[BEGIN INPUT FOR THIS TASK]

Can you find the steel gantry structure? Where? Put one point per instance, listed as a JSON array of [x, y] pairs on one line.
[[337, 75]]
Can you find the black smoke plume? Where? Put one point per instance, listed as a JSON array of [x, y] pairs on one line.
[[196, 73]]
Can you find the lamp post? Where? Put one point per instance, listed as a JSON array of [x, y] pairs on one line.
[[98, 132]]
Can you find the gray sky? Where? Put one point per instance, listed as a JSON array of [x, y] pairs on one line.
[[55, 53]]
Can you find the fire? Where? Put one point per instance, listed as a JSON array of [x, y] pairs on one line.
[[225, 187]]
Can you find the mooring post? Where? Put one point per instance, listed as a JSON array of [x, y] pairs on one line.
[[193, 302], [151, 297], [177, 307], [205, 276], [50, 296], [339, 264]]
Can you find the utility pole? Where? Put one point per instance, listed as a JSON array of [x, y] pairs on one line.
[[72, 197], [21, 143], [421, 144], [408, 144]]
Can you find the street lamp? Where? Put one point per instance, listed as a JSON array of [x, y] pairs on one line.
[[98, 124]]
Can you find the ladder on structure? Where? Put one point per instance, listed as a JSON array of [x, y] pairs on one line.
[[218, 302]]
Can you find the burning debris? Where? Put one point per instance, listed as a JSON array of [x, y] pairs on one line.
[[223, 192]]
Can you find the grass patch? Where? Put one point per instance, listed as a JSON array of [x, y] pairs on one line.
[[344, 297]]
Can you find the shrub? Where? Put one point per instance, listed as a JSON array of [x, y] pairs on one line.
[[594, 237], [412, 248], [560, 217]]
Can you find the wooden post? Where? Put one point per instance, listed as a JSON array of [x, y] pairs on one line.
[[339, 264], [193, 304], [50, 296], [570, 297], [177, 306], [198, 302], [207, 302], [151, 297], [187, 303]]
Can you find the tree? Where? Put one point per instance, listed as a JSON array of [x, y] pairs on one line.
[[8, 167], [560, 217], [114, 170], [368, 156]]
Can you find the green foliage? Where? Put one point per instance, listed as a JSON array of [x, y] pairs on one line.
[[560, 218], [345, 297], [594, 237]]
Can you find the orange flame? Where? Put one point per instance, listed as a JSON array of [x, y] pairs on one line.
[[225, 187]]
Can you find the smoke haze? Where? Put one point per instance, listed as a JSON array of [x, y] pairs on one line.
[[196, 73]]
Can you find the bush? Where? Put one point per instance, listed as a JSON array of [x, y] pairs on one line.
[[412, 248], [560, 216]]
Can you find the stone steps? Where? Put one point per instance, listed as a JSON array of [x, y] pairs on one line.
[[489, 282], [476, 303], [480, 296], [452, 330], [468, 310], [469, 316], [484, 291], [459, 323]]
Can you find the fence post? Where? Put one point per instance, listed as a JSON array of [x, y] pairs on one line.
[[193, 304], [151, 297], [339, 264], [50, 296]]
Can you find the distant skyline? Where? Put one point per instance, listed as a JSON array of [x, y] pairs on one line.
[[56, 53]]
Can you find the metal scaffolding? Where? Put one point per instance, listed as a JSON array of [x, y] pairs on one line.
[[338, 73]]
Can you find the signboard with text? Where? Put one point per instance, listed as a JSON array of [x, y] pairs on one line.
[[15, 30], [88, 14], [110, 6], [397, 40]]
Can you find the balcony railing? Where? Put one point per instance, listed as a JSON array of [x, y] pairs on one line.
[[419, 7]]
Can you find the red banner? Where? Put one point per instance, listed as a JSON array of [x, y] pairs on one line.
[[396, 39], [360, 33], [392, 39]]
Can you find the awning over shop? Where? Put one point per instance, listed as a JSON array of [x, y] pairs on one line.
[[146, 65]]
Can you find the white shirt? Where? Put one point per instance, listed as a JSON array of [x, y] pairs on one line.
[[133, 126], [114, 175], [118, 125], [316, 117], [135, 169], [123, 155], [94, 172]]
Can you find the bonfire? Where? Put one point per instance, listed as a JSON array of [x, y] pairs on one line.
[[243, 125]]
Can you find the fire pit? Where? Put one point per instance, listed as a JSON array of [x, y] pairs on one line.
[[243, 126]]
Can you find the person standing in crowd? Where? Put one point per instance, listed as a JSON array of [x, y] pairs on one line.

[END INPUT FOR THIS TASK]

◆ TASK TO COMPLETE ◆
Copy every one of the records above word for word, with nothing changed.

◆ IN RESPONSE ◆
Can you find the steel gantry structure? Where? Put one point per instance, listed as a JSON array of [x, y] pairs on one line.
[[337, 75]]
Can you find the black smoke plume? Where? Put one point per instance, listed as a JSON array of [x, y] pairs on one line.
[[196, 73]]
Can you find the lamp post? Where? Put one point per instance, listed as a JSON array of [x, y] pairs on one line.
[[98, 132]]
Can you find the gray sky? Where? Put one point per instance, listed as a JSON array of [x, y] pairs on one line.
[[55, 53]]
Can you find the fire? Where? Put one point per instance, listed as a JSON array of [x, y] pairs on one line.
[[225, 187]]
Can you find the mooring post? Where? Put one point per instance, listed as a JSON array of [x, y] pairs on one line.
[[193, 302], [151, 297], [177, 307], [205, 276], [50, 296], [339, 264]]
Can you find the utility pole? Where? Put one point per instance, listed as a JSON array of [x, y] pairs on one line.
[[72, 197], [21, 143], [421, 144], [408, 144]]
Can you find the street lamp? Where? Put one point per instance, listed as a JSON array of [x, y] pairs on one line.
[[98, 124]]
Can you find the ladder on structure? Where? Put one point per instance, listed as a JSON array of [x, y] pairs on one line.
[[218, 302]]
Can you find the burning debris? Where? Put one point per instance, listed as a JSON array of [x, y] pairs on one line.
[[223, 192]]
Can you find the grass patch? Where? Put one point per instance, listed as a JSON array of [x, y] pairs on one line.
[[344, 297]]
Can you find the shrub? Where? Put one point per instance, listed as a JSON array of [x, y] pairs on one line.
[[594, 237], [412, 248], [560, 217]]
Can you find the wooden post? Where? Put one point per instance, listed as a JSON array of [x, y] pairs on one line.
[[339, 264], [193, 304], [50, 296], [570, 297], [177, 306], [198, 302], [207, 302], [151, 297], [187, 303]]
Can you find the tree? Where? Put one point per instance, listed as a JSON array of [x, y] pairs on one line.
[[8, 167], [560, 217], [114, 170], [368, 156]]
Can you find the green foliage? Where? Put one point per instance, listed as a JSON array of [x, y] pairs on one line.
[[560, 218], [345, 297], [594, 237]]
Can you find the orange flame? Where? Put one point per instance, listed as a JSON array of [x, y] pairs on one line.
[[225, 187]]
Can you find the smoke haze? Where? Put one point per instance, listed as a JSON array of [x, y] pairs on one line.
[[196, 73]]
Can you find the bush? Where? Put one point per instance, listed as a JSON array of [x, y] pairs on one line.
[[412, 248], [560, 216]]
Can you find the stone steps? Where? Put one point per instance, listed as a JSON array of [x, y] pairs on one line.
[[489, 282], [476, 303], [480, 296], [452, 330], [468, 310], [469, 316], [484, 291], [459, 323]]
Can you find the fence post? Where? Put one point per instance, listed as a JSON array of [x, y] pairs on one line.
[[193, 304], [151, 297], [339, 264], [50, 296]]
Can you find the distant skyline? Where? Put one point per instance, listed as a JSON array of [x, y] pairs on one line.
[[56, 53]]
Can you find the metal scaffolding? Where? Put one point per instance, listed as a JSON array of [x, y] pairs on one line.
[[338, 73]]
Can you find the signboard with text? Where? Put one point per instance, listed as a JSON array of [x, y] pairs on one line.
[[15, 30], [88, 14], [110, 6], [397, 40]]
Can you find the balcony railing? Where? Put one point per instance, listed as a JSON array of [x, y] pairs on one line.
[[419, 7]]
Can you find the red banner? Where? Put one point per instance, listed as a JSON array of [x, y] pairs on one line.
[[396, 39], [360, 33], [392, 39]]
Can you find the awning over shop? Where? Put one point per instance, listed as a JSON array of [x, y] pairs on one line.
[[146, 65]]
Can you find the white shirt? Where? Put one point per instance, listed as a JSON array of [x, y] pairs on one line.
[[133, 126], [114, 175], [118, 125], [316, 117], [135, 169], [123, 155], [94, 172]]
Can you find the bonfire? Where? Put one point per instance, listed as a JSON array of [x, y] pairs on one line.
[[243, 125]]
Can you find the fire pit? Where? Put one point per instance, listed as a JSON array of [x, y] pairs on one line.
[[243, 126]]
Can you find the person standing in crowd? Where? Put one point per instance, listed as a JSON array of [x, y] pairs on one line.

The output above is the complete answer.